WHAT TO WORK ON ▸ Quote every one of the records below verbatim, keeping each line and its order unchanged.

========

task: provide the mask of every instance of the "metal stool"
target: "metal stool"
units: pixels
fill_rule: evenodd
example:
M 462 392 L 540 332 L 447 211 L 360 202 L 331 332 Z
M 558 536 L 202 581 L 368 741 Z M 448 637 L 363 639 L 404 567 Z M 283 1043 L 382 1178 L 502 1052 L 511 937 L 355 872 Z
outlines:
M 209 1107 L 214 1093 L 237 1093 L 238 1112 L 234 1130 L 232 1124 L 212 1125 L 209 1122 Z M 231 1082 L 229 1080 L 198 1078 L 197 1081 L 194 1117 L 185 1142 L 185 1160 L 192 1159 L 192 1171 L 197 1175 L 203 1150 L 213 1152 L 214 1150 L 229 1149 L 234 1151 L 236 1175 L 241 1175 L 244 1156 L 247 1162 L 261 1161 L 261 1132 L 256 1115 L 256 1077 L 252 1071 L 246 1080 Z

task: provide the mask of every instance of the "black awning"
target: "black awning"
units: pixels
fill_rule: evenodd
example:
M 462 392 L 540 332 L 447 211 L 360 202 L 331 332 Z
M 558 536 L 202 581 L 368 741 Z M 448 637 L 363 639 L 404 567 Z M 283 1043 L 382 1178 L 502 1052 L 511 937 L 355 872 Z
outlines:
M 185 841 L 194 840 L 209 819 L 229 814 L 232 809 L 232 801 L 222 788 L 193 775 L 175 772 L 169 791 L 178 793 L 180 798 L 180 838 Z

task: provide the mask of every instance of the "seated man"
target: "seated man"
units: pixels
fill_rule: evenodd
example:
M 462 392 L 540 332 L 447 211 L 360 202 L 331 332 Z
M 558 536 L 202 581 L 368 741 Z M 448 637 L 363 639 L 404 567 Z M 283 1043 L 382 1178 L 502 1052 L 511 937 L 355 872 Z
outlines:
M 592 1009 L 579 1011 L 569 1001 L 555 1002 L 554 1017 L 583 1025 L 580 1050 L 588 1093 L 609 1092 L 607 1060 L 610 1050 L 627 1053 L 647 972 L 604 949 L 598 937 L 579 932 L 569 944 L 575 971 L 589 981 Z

========

EXPECTED OUTPUT ▸
task: provide the mask of every instance of the "metal stool"
target: "metal stool"
units: pixels
fill_rule: evenodd
example:
M 462 392 L 540 332 L 447 211 L 360 202 L 331 332 Z
M 558 536 L 202 581 L 368 741 Z M 448 637 L 363 639 L 404 567 Z M 283 1043 L 382 1178 L 502 1052 L 511 937 L 355 872 Z
outlines:
M 209 1107 L 214 1093 L 237 1093 L 238 1112 L 234 1130 L 232 1124 L 212 1125 L 209 1122 Z M 231 1082 L 229 1080 L 198 1078 L 197 1081 L 194 1117 L 185 1142 L 185 1160 L 192 1159 L 192 1171 L 197 1175 L 203 1150 L 213 1152 L 214 1150 L 229 1149 L 234 1151 L 236 1175 L 241 1175 L 244 1156 L 247 1162 L 261 1161 L 261 1132 L 256 1115 L 256 1077 L 252 1071 L 246 1080 Z

task: provide the mask of every instance of the "black awning"
target: "black awning"
units: pixels
fill_rule: evenodd
example:
M 462 392 L 540 332 L 447 211 L 360 202 L 331 332 Z
M 558 536 L 202 581 L 368 741 Z M 448 637 L 363 639 L 404 567 Z M 283 1043 L 382 1178 L 502 1052 L 511 937 L 355 872 Z
outlines:
M 185 841 L 194 840 L 209 819 L 229 814 L 232 809 L 232 801 L 222 788 L 193 775 L 175 772 L 169 791 L 178 793 L 180 798 L 180 838 Z

task: provide the mask of every instance of the "seated man"
target: "seated man"
units: pixels
fill_rule: evenodd
example:
M 462 392 L 540 332 L 447 211 L 360 202 L 331 332 Z
M 558 536 L 202 581 L 368 741 Z M 448 637 L 363 639 L 404 567 Z M 283 1043 L 382 1178 L 502 1052 L 511 937 L 355 872 Z
outlines:
M 592 1009 L 579 1011 L 569 1001 L 555 1002 L 554 1017 L 583 1025 L 580 1050 L 588 1093 L 609 1092 L 607 1060 L 610 1050 L 627 1053 L 647 972 L 604 949 L 598 937 L 579 932 L 569 944 L 575 971 L 589 981 Z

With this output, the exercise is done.